◆ Problem statement ◆
Reproduce everything in the StringBuilder forum thread from "Converting data from" down to "to be faster.".

Yes, a lot better. And if you can estimate an upper bound for the new string (it looks like you can) then it will probably be fast enough.

When you create it like:

  var sb = new StringBuilder(inputString, pessimisticEstimate);

then the StringBuilder will not have to re-allocate its buffer.



回答5:

Converting data from a String to a StringBuilder and back will take some time. If one is only performing a single replace operation, this time may not be recouped by the efficiency improvements inherent in StringBuilder. On the other hand, if one converts a string to a StringBuilder, then performs many Replace operations on it, and converts it back at the end, the StringBuilder approach is apt to be faster.



回答6:

Rather than running 15-30 replace operations on the entire string, it might be more efficient to use something like a trie data structure to hold your dictionary. Then you can loop through your input string once to do all your searching/replacing.



回答7:

It will depend a lot on how many of the markers are present in a given string on average.

Performance of searching for a key is likely to be similar between StringBuilder and String, but StringBuilder will win if you have to replace many markers in a single string.

(Object grounding data in natural language)

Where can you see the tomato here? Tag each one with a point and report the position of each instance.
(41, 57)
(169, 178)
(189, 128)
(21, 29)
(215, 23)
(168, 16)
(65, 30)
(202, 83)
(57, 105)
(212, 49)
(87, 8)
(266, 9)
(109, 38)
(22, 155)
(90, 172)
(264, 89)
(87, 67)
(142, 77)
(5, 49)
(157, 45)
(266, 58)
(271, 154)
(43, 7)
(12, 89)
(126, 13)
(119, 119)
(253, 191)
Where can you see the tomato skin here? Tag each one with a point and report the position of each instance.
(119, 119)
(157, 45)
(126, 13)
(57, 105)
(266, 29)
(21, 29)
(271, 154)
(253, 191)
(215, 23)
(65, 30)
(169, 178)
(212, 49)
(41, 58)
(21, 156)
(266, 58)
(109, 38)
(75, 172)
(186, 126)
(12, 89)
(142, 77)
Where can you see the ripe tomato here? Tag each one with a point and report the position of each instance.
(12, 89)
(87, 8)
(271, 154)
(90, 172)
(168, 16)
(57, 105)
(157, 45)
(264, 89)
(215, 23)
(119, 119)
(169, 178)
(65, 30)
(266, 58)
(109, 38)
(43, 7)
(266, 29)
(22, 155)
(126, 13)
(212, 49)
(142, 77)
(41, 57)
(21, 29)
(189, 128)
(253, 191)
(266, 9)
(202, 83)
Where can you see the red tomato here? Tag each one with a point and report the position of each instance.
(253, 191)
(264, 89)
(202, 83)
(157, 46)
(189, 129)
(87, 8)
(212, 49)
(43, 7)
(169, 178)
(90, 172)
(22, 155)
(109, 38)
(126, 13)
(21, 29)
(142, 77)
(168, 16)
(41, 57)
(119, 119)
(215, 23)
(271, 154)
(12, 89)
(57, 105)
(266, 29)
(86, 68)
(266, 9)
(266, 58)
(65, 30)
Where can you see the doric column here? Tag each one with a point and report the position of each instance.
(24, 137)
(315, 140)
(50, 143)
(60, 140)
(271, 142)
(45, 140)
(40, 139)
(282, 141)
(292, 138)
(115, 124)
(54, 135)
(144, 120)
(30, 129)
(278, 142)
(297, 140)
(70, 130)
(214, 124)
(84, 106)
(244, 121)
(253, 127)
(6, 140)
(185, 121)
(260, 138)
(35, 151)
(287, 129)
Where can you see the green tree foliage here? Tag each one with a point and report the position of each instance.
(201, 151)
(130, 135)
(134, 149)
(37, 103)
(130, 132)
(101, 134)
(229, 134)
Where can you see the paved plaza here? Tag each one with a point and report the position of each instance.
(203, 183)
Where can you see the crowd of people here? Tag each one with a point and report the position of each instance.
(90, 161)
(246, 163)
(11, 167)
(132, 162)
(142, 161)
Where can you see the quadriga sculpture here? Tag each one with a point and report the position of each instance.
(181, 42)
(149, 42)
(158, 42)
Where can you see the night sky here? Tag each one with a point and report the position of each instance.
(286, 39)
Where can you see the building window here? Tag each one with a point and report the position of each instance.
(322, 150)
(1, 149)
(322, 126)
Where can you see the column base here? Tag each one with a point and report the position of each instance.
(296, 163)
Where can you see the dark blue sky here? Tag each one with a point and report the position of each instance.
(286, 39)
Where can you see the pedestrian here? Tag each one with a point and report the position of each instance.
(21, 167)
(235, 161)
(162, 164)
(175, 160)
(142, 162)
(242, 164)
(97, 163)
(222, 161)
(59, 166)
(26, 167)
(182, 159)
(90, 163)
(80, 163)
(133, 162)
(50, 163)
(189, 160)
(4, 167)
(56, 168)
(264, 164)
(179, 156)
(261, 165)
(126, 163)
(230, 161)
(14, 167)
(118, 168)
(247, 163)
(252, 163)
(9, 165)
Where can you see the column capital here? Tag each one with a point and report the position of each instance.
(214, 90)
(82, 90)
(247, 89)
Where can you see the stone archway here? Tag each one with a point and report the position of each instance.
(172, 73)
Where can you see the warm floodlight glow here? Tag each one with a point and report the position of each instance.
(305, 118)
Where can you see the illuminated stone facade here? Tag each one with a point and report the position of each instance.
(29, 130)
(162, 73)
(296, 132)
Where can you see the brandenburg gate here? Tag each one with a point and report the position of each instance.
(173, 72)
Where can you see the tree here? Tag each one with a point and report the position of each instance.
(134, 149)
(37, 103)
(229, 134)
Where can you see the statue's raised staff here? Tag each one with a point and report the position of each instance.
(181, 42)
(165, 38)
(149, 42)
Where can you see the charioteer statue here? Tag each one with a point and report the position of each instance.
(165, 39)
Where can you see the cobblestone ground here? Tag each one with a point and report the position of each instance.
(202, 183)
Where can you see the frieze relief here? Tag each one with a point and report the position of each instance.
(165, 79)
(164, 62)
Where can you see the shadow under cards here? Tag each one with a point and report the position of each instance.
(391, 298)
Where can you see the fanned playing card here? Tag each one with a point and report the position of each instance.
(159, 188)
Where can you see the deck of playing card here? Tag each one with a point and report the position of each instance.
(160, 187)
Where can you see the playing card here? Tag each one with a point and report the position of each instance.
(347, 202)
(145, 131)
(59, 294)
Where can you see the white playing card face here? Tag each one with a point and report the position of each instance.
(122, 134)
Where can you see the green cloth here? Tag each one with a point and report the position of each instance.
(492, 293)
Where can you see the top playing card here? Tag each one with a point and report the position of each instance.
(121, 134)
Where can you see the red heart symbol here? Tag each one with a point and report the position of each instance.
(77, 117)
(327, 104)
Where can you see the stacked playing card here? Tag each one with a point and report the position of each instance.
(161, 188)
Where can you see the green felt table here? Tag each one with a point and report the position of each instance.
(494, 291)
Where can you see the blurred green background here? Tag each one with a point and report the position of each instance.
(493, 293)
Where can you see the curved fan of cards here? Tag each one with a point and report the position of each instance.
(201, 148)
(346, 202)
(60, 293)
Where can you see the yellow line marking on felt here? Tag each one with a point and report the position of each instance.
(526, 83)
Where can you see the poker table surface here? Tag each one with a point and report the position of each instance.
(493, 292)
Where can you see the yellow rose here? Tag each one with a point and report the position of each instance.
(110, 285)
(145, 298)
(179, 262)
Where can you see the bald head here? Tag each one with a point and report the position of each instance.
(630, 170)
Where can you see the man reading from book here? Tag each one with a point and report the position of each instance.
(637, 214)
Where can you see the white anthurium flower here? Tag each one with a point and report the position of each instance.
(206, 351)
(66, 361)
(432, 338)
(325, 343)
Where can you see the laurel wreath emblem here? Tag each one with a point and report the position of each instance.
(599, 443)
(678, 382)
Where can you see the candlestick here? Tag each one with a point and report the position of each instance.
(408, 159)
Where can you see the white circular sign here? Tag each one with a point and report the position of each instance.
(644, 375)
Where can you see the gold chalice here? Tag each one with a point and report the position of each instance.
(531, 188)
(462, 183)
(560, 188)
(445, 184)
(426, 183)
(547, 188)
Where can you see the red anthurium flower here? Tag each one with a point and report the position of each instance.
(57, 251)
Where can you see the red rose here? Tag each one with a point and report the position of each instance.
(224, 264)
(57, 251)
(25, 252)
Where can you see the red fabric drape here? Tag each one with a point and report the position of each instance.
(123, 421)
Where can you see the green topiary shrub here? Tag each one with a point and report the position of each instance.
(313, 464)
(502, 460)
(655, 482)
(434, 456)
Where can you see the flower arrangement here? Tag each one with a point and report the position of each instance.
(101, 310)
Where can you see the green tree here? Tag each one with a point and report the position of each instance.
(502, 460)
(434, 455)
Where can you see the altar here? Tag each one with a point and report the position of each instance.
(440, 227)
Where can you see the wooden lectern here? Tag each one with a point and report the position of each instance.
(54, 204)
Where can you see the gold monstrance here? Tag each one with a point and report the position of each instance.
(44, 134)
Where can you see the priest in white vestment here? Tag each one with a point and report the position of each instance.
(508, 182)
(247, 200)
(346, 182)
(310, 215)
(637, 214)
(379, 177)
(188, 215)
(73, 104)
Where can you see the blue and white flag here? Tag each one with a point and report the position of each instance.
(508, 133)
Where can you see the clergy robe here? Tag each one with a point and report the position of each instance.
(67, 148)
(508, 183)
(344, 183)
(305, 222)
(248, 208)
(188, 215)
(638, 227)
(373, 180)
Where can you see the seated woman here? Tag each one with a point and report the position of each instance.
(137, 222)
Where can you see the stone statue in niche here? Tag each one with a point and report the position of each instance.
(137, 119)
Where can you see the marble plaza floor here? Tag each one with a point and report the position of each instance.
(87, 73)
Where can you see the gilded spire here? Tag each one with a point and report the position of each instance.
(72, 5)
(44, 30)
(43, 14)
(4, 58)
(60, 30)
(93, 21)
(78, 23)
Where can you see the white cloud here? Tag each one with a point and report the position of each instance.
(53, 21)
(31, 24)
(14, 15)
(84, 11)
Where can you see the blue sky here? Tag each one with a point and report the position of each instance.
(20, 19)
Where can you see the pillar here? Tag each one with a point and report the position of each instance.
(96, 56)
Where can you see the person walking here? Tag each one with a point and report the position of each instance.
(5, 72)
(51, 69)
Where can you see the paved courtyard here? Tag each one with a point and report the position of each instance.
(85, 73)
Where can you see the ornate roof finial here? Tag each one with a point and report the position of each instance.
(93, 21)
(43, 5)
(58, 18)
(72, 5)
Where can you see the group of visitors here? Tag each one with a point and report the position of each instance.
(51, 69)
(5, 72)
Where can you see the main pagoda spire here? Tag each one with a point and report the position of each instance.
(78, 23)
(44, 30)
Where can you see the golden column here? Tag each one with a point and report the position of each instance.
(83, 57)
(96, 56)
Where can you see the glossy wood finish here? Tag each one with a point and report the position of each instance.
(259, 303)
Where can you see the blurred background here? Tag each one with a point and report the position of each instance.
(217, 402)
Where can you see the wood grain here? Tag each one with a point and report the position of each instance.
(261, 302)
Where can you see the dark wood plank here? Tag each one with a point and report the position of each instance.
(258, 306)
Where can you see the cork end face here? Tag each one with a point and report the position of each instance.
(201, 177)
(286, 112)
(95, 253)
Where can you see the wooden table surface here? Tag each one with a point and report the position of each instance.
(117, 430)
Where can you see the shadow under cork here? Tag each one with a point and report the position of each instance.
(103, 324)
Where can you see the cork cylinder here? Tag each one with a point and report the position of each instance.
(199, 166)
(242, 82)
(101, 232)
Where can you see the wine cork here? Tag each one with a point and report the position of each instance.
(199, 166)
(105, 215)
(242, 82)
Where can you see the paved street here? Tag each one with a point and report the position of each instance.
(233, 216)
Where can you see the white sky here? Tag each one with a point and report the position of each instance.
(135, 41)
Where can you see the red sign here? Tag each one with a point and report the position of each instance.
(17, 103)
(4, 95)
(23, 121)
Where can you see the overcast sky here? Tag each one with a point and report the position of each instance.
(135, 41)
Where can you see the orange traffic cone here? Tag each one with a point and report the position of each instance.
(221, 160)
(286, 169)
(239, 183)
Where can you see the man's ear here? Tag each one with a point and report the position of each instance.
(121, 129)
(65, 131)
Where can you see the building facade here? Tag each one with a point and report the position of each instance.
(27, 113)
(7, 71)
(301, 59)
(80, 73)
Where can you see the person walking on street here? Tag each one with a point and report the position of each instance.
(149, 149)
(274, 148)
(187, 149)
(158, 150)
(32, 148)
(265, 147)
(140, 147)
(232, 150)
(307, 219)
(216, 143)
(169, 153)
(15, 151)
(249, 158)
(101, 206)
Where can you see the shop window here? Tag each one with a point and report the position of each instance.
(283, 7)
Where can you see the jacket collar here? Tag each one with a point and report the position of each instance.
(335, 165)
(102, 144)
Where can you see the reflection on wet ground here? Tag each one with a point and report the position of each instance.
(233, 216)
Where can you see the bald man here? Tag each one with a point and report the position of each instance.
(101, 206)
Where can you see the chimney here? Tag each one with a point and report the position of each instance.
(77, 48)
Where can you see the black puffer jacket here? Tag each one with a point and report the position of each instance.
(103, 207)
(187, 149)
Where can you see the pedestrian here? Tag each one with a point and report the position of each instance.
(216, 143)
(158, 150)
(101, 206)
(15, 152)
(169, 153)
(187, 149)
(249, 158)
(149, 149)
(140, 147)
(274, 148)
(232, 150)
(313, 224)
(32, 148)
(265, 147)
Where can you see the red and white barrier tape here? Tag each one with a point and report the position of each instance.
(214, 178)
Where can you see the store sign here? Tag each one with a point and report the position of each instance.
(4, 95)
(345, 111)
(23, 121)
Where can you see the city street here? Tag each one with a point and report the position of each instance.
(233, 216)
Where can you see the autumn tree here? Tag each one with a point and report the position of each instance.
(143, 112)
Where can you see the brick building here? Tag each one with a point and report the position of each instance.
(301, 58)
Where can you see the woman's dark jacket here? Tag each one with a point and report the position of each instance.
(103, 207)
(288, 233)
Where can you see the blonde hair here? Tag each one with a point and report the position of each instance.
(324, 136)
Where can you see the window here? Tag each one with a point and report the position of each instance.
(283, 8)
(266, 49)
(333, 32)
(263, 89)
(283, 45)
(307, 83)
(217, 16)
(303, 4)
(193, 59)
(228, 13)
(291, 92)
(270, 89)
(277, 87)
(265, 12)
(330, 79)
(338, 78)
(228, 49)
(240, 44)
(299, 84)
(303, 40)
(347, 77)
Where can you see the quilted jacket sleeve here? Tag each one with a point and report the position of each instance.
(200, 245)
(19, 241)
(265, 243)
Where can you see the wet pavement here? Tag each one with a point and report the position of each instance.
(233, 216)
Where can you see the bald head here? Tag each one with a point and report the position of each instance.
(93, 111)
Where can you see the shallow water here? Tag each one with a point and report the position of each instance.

◆ Result of this exercise ◆
Converting data from a String to a StringBuilder and back will take some time. If one is only performing a single replace operation, this time may not be recouped by the efficiency improvements inherent in StringBuilder. On the other hand, if one converts a string to a StringBuilder, then performs many Replace operations on it, and converts it back at the end, the StringBuilder approach is apt to be faster.